• TASKS TO COMPLETE:
**1.** Copy everything in the parenting excerpt from "12 Steps To" down to "in self-defeating patterns with my children.", word for word.
**2.** Summarize the parenting excerpt in three sentences.

We have this built-in mechanism that makes us look back as if we missed something and it can be discovered and then we can fix it.  It may be, though, that going back is a trap and sets us up for repeating the old stuff once again.

I know it is a lot of responsibility but I have always believed that mothers are the true North.  They are the fixed point by which we set our course.  Yikes, you say, another one of those blaming mothers.  If it sounds that way, I’m sorry.  It is really quite the opposite.  It is a statement about how much power you have.

Forget looking back.  Trust the vision.  Settle for nothing less.  Lead us into a new future…

What If They Grow Three Heads?

May 3rd, 2009

With kids who are on psychotropic medication, it is amazing how well they do in environments where there is structure, stability and where they are challenged mentally, emotionally, physically and spiritually.  It is a fact that kids who are consistently in these types of environments often need less medication and can sometimes be weaned off medication altogether.  I rarely hear kids in our program explain their negative behavior with, “I forgot to take my pill today.”  First of all, they know better and second, they are learning to take responsibility for their choices.  Medication sometimes assists decision-making; it does not make decisions.

Pills may have their place but they are so overprescribed.  Their place is not to replace commonsense which is often the takeaway kids have. We know what kids need: exercise, balanced eating, sunlight, creative outlets, the ability to dream, accountability, an energizing world that provokes them to safely experiment with who they are and what they can do.  Before we medicate them, we need to examine whether we are giving them the essentials they need to be healthy and successful.

I fear the long-term studies of so much childhood medication are going to show a number of things: 1) We will find that most of the current medications (which are adult medications downsized for kids) were not all that effective and other factors (like powerful, creative parents) are more influential than pills.  2) Kids, as they become adults, will develop health problems from so much overmedication; some problems will prove irreversible.  3) Some will still be explaining their bad behavior with, “I forgot to take my pill today” but they won’t be 13, they will be 30.

12 Steps To Recovery For Parents Who Are Addicted To Their Children

April 26th, 2009

1) I admit that I am dependent on my children for love and acceptance and the consequences are unhealthy for the family.

2) I accept that in order to cure myself I need to refrain from dependent and self-defeating behavior by seeking new ways to get my needs met.

3) I admit that I may require help in identifying the seemingly innocent, addictive behaviors because I have been unsuccessful in resisting my desire to engage in self-defeating patterns with my children.

4)While I may have personal problems that feed my addiction, I do have the capacity to change my behavior and establish an effective parenting relationship.

5) I reject the idea that I must accumulate endless amounts of information and seek out multiple experts to tell me what to do, recognizing that this can become another addictive process and create more dependency.

6) I reject the idea that I must be perfect but accept the reality that I must be more effective in how I raise my children.

7) I place a high value on being creative and daring in learning how to start new patterns of communication.

8) I accept that I am responsible for my thoughts, emotions and actions and will not blame others for my situation.

9) I recognize that stopping negative dependency is better than attempting to control it.  Too much is at stake to risk further addiction.

10) While there are no perfect solutions, I will take strategic risks to achieve my goal of ending all self-defeating patterns with my children.

11) I choose to give up ideas of guilt, blame and worthlessness as a matter of principle and as a personal demonstration that I am committed to a new way.

12) I accept the fact that mentally and emotionally healthy adults are not inclined to be dependent on their children.  I will complete my recovery and be free of the addiction to my children and as a result my family will be healthier.

• INFORMATION PROVIDED:
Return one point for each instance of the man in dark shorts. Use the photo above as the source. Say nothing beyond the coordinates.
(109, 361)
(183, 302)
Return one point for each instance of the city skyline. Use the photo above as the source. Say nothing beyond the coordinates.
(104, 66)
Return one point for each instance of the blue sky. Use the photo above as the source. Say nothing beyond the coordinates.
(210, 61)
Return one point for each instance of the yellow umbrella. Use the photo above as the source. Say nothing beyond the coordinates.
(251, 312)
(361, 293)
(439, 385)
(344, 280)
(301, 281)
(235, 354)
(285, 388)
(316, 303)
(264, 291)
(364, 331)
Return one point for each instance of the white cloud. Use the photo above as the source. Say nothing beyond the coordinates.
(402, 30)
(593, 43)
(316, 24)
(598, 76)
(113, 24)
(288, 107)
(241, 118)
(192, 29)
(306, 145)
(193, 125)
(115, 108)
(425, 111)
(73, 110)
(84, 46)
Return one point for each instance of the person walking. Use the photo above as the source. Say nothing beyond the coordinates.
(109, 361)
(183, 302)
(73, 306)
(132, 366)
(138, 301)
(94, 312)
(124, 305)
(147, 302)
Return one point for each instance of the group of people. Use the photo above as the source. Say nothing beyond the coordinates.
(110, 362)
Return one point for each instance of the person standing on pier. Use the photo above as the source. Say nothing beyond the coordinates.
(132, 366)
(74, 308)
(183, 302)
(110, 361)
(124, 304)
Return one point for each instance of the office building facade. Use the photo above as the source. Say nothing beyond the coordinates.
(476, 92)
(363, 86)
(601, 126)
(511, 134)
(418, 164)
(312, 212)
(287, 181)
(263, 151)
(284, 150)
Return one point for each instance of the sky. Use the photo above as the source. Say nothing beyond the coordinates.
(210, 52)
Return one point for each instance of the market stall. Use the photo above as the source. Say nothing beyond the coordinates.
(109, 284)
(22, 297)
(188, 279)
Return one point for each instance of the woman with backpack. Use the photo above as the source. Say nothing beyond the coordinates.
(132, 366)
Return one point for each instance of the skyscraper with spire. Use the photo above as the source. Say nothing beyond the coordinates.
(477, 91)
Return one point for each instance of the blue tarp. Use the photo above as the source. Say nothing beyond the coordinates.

• SOLUTIONS:
**1.**
12 Steps To Recovery For Parents Who Are Addicted To Their Children

April 26th, 2009

1) I admit that I am dependent on my children for love and acceptance and the consequences are unhealthy for the family.

2) I accept that in order to cure myself I need to refrain from dependent and self-defeating behavior by seeking new ways to get my needs met.

3) I admit that I may require help in identifying the seemingly innocent, addictive behaviors because I have been unsuccessful in resisting my desire to engage in self-defeating patterns with my children.

**2.** Mothers are called the true North, the fixed point by which we set our course, and readers are urged to forget looking back and trust the vision. Kids on psychotropic medication are said to do well in structured, stable, challenging environments, pills are called overprescribed, and long-term studies are predicted to show that the medications were not all that effective and that overmedication will cause health problems. Twelve steps are listed for parents who depend on their children for love and acceptance, beginning with admitting that dependency and ending with recovering from it so the family will be healthier.